**TEXT FOR ANALYSIS**
Drinking eight glasses of water a day is healthy, right? Wrong.

It has become a deeply entrenched belief among the public - drink at least eight glasses of water a day to maintain health and wellbeing.

Bottled water companies often repeat the claim to boost their sales but it is bunkum. There is no evidence that drinking eight glasses of water a day improves skin tone, aids dieting or prevents headaches (except those induced by hangovers), scientists say.

US researchers who reviewed the evidence concluded most people do not need to worry about their water consumption, as they will be getting plenty of fluid in other ways – from tea, coffee and other drinks and from the food they eat.

The misunderstanding is believed to have arisen from a 1945 recommendation that adults should consume 2.5 litres of water daily, one millilitre for every calorie consumed, which was highlighted by the British Medical Journal in December. The crucial part of the recommendation, however – "most of this quantity is contained in prepared foods" – is usually ignored.

That error is compounded by the belief that caffeinated drinks such as tea, coffee and cola, and alcohol do not count towards the total. But that, too, is baseless. Tea and coffee and weak alcoholic drinks such as beer can contribute to the daily total, in moderation, despite being mildly diuretic (stimulating the production of urine).

**THE TASK**
The article on drinking water names several health benefits that, according to scientists, lack evidence for eight glasses a day. List all of them.

**LISTED ENTRIES**
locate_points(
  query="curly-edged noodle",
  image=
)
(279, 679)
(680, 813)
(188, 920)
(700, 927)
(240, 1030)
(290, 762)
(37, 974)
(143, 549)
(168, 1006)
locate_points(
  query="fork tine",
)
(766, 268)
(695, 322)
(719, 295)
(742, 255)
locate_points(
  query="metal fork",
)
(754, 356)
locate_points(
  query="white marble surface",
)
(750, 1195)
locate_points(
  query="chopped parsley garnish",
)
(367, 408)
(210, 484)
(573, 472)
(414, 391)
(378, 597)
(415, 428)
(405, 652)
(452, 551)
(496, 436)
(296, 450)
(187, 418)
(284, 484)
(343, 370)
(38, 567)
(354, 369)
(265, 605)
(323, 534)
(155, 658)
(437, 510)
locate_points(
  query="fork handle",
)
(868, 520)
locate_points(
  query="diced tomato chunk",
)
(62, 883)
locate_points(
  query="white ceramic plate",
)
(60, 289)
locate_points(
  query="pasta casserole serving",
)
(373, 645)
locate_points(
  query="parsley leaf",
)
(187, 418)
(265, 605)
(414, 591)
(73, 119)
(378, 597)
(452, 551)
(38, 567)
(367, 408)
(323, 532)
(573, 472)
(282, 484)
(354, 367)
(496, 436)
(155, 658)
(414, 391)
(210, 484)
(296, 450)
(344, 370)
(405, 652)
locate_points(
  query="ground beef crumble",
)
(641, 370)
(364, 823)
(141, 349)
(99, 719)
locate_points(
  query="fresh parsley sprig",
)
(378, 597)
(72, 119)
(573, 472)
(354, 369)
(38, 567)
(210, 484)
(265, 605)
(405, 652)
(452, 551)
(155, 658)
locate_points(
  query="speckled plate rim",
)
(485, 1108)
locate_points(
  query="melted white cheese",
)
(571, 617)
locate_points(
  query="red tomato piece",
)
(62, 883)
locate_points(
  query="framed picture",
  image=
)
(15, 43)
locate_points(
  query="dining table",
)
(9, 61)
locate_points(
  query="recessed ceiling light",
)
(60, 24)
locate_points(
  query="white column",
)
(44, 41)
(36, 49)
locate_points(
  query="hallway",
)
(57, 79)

**EXERCISE ANSWER**
- Improving skin tone
- Aiding dieting
- Preventing headaches (except those caused by hangovers)